## start Given data
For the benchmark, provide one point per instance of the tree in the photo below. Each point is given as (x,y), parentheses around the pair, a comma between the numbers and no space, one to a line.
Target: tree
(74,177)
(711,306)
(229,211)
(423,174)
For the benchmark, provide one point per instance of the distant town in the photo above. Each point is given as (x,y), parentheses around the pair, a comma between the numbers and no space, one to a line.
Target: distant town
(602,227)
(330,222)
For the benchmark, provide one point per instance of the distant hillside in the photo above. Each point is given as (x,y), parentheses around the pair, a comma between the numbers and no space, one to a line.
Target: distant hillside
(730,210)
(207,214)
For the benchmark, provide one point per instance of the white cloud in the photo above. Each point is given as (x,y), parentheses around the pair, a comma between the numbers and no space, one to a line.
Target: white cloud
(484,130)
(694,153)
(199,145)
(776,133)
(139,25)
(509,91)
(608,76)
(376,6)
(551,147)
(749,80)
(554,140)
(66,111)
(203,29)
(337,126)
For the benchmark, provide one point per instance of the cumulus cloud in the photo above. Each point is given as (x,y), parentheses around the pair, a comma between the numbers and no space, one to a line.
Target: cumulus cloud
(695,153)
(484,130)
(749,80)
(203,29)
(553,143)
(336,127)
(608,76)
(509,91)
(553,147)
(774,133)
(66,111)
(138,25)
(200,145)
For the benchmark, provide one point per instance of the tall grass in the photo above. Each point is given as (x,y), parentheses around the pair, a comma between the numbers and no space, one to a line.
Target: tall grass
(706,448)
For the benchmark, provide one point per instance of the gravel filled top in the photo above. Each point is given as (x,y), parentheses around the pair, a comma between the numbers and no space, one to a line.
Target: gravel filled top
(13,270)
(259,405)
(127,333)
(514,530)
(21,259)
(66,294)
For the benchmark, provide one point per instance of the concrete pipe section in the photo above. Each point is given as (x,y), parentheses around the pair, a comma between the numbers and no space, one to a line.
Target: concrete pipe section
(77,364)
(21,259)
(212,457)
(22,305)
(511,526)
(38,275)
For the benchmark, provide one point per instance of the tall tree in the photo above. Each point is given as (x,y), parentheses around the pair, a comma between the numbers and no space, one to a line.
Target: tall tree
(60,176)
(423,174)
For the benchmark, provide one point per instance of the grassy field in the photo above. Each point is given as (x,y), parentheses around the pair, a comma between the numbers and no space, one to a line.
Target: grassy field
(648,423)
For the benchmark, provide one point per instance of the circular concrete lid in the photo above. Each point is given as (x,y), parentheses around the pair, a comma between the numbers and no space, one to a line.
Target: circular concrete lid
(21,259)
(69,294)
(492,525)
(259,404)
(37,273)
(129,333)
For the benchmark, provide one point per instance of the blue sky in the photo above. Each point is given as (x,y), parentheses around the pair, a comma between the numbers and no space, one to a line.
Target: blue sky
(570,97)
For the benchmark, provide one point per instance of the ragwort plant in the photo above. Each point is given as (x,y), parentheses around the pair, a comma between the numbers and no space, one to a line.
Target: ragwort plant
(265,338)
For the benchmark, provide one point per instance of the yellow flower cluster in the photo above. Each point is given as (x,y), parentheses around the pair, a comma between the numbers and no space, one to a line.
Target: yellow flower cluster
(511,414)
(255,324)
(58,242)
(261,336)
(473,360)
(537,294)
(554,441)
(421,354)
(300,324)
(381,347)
## end Given data
Objective >> Could you give the records above again, changing every "benchmark" to "evaluation" and leaving all else unchanged?

Solution for this task >>
For the evaluation, provide one point per instance of the tree in the photo below. Each point is given as (x,y), parentheses around the pair, a comma between the numbers and no space, one to a line.
Target: tree
(74,177)
(711,306)
(229,211)
(423,174)
For the evaluation, provide one point per instance of the distant town in the photo above. Each point is given as (x,y), parentheses around the pair, a comma between the numbers and no space, one to a line.
Target: distant town
(602,227)
(330,222)
For the evaluation, provide one point per instance of the distant hillside in the photo above. Each point is given as (x,y), parentheses around the pair, a comma between the numbers and no space, one to a line.
Target: distant hillside
(730,210)
(207,214)
For the evaluation, provide one point per instance of the white cloud in the photo above. Each point is given as (x,y), parentheses around the pair, a comma between the numbers and no space, one to a line.
Target: white cloud
(484,130)
(694,153)
(199,145)
(776,133)
(139,25)
(509,91)
(608,76)
(376,6)
(551,147)
(749,80)
(554,140)
(66,111)
(203,29)
(337,126)
For the evaluation, provide one point per instance of the cumulus cloud in the photo above. Each point is given as (x,y), parentheses around the pair, a comma between the numbers and no space, one to a line.
Target: cumulus cloud
(695,153)
(484,130)
(749,80)
(203,29)
(553,143)
(336,127)
(608,76)
(509,91)
(553,147)
(774,133)
(66,111)
(138,25)
(200,145)
For the evaluation, provide one point per instance of the tall grass in the photo above. Each point is given as (x,y), parentheses around the pair, a comma between the numbers and no space, one to a line.
Target: tall grass
(706,448)
For the evaluation, provide one point per instance of the gravel filled top in the photo above. Each point is given as (x,y), parentheses around the pair, a comma between the numbers and no space, one to a line.
Target: gravel filled top
(13,270)
(259,405)
(127,333)
(514,530)
(21,259)
(66,294)
For the evaluation, provide one point per instance of the concrete pipe section in the photo above. Each point is given as (x,y), parentheses around the pair, a comma between the numbers and no space, one to a line.
Target: concrete pipe section
(77,364)
(21,259)
(212,457)
(22,305)
(511,526)
(38,275)
For the evaluation, provide one point per instance of the tall tree in the photo above. Each point is given as (x,y), parentheses around the pair, a comma between the numbers and no space, one to a line.
Target: tall tree
(60,176)
(423,174)
For the evaluation, provide one point per instance of the grassy field in the photo above. Each point is given as (x,y), parentheses around the pair, a comma between the numbers and no space, one to a line.
Target: grassy field
(648,423)
For the evaluation, provide one point per instance of the circular concrete lid in the photo above. Each point is given as (x,y), parentheses around the pair, a comma between the numbers and no space, one to a line.
Target: circular concrete lid
(21,259)
(69,294)
(492,525)
(259,404)
(37,273)
(129,333)
For the evaluation, provide one point per instance of the blue sky in the photo above. Each point is given as (x,y), parentheses around the pair, a comma between the numbers and no space, one to a line.
Target: blue sky
(570,97)
For the evaluation, provide one point per instance of the ragwort plant in the photo above. Each point is given as (x,y), parentheses around the pair, a comma between the numbers and no space, one to a line.
Target: ragwort plant
(265,338)
For the evaluation, provide one point per instance of the yellow flower cluster in the photo above. Each point is given as (x,y), parentheses around the pair, a comma between the numbers and no space, one to a line.
Target: yellow flower cluster
(511,414)
(255,324)
(58,242)
(261,336)
(473,360)
(537,294)
(554,441)
(421,354)
(300,324)
(381,347)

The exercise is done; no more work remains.